--- start of Records shown ---

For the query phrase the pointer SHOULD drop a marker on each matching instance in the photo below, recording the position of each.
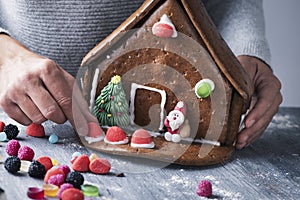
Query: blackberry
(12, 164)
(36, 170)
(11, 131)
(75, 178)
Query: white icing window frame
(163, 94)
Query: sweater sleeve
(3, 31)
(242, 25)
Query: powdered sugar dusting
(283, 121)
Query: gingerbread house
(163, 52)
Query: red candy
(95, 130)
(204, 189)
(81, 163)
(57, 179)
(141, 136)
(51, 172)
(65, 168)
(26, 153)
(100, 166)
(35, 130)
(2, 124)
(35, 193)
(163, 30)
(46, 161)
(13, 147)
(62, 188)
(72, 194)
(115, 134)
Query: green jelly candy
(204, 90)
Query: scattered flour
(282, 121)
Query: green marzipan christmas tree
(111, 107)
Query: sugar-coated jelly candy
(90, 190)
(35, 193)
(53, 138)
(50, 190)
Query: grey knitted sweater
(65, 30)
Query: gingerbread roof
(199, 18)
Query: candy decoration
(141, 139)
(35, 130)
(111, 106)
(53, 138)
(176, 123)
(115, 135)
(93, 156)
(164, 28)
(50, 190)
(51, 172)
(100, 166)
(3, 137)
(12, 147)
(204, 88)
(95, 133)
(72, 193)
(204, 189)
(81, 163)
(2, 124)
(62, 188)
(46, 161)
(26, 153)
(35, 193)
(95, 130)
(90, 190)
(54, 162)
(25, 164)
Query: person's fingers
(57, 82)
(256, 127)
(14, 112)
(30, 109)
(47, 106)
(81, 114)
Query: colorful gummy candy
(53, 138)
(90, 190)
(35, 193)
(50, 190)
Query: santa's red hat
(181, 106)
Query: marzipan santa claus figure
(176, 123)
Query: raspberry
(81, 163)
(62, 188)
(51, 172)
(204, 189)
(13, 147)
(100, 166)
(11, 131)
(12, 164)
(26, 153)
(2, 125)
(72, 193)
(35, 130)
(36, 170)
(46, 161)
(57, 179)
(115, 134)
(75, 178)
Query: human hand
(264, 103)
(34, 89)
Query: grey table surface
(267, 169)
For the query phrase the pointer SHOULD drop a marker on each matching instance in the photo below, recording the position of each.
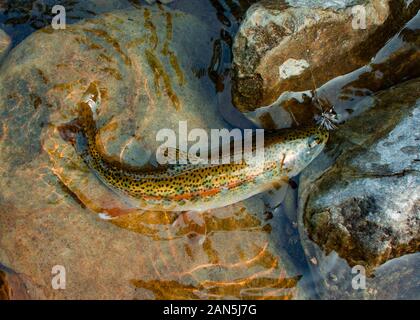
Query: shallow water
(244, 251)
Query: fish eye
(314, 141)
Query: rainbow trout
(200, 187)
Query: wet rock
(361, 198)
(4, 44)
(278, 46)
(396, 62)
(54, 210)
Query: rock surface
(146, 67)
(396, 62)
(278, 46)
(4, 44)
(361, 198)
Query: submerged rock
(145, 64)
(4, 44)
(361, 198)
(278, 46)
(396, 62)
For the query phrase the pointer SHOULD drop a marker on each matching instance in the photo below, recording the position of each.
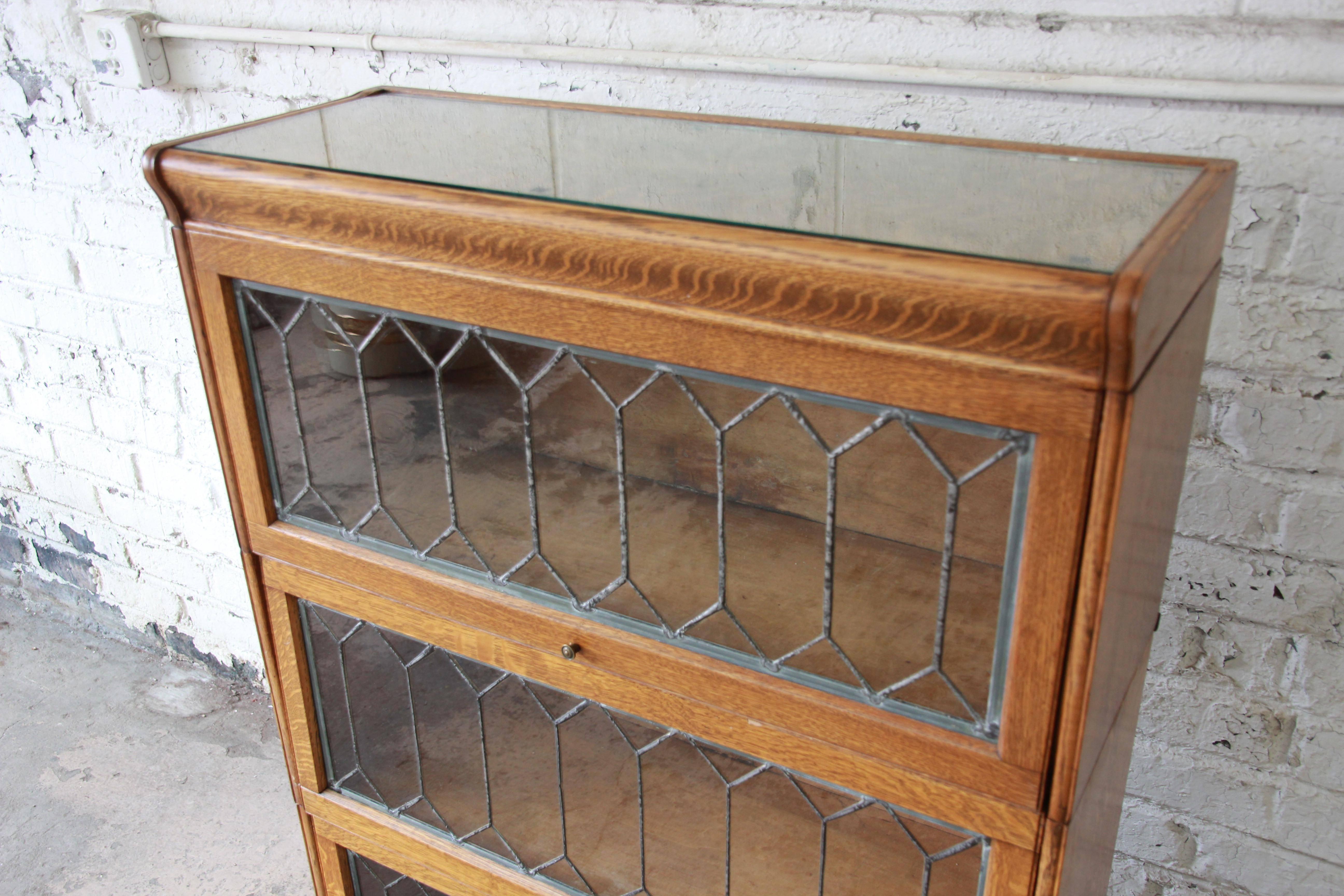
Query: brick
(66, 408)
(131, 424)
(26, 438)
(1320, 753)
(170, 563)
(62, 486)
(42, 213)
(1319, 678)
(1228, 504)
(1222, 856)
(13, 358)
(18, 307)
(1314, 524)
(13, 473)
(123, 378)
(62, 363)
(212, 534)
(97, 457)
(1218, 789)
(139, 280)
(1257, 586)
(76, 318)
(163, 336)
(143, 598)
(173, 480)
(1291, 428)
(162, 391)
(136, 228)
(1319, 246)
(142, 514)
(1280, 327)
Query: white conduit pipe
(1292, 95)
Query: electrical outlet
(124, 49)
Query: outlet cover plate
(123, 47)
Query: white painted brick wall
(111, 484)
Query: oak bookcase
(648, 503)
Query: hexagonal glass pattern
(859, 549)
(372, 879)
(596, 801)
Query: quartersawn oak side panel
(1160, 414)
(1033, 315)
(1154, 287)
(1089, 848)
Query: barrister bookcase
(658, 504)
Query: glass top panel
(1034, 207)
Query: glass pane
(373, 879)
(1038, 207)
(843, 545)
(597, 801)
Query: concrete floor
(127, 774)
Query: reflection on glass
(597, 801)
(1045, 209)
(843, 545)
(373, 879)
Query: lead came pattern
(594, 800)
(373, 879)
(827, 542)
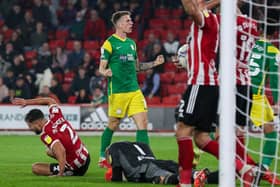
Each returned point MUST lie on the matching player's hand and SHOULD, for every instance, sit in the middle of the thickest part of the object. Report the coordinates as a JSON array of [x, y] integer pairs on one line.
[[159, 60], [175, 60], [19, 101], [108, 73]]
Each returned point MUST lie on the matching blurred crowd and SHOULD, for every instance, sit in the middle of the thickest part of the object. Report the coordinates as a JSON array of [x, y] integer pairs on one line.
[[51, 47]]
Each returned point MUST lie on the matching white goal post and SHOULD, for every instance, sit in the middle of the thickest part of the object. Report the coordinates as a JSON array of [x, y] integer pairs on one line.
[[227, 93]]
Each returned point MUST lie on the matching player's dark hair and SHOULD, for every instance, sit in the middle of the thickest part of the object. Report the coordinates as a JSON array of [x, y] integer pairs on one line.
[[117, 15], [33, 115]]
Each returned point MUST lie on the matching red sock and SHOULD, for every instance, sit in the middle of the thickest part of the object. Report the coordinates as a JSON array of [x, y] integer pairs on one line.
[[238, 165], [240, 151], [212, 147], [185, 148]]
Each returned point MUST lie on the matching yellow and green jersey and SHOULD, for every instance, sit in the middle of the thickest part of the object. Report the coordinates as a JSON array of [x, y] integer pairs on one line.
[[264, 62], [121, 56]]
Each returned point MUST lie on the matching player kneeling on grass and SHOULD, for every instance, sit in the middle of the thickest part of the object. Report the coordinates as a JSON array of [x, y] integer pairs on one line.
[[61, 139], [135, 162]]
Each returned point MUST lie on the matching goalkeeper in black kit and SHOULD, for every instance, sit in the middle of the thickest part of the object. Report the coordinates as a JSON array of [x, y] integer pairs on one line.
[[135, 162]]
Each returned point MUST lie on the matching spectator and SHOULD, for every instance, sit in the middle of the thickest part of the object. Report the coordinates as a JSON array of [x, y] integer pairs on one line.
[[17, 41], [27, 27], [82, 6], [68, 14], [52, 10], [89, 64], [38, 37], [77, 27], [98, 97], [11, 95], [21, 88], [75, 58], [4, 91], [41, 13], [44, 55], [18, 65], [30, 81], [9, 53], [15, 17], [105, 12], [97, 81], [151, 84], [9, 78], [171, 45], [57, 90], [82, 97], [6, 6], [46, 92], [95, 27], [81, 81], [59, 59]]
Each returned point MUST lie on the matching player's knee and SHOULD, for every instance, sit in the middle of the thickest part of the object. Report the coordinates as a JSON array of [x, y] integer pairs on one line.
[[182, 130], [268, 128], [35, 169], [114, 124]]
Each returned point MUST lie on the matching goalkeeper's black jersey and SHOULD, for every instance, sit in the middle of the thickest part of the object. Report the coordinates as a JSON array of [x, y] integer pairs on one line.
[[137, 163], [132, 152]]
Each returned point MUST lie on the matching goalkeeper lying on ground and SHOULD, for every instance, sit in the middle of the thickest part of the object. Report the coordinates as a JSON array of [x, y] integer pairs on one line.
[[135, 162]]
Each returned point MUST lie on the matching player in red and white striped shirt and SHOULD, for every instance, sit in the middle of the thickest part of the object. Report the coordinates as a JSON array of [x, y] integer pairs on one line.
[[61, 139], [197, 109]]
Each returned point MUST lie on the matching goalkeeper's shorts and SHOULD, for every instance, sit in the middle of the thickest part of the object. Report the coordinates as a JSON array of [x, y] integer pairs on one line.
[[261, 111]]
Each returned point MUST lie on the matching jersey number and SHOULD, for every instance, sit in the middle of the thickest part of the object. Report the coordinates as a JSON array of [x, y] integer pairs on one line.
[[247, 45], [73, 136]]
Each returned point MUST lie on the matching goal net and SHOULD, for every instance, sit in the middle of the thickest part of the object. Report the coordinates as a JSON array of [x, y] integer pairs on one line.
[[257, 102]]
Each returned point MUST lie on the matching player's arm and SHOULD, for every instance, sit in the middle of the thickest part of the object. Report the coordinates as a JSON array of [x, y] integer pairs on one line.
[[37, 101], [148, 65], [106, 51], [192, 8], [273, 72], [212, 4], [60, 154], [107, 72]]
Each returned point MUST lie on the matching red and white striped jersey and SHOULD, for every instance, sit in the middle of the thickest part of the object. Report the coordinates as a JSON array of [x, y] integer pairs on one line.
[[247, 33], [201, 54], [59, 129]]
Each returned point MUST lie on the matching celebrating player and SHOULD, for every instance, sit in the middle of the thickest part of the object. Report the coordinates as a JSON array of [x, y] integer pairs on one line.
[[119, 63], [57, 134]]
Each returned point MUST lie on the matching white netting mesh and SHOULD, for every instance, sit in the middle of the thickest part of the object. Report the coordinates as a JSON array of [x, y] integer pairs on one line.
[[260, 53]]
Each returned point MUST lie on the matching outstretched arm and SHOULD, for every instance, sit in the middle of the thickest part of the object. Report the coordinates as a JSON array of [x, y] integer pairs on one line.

--- end of Records shown ---

Reproduce the lines of the listing starting at the line that contains "Query: barrister bookcase" and ending at the line that contains "[[159, 60], [175, 60], [19, 101], [108, 73]]", with both of those lines included. Leave the pictures out of your copy.

Query: barrister bookcase
(658, 504)
Query: glass top panel
(1034, 207)
Query: glass pane
(373, 879)
(1038, 207)
(843, 545)
(597, 801)
Query: concrete floor
(127, 774)
Query: reflection on glass
(597, 801)
(1045, 209)
(843, 545)
(373, 879)
Query: lead came pattern
(594, 800)
(373, 879)
(827, 542)
Each returned point MUST lie on the matching player's hand and SHOULD, for every instance, sit in the middle of the thickest part of the object. Report the coordinates as a JSON array of [x, y] integer pairs on one line.
[[159, 60], [175, 60], [19, 101], [108, 73]]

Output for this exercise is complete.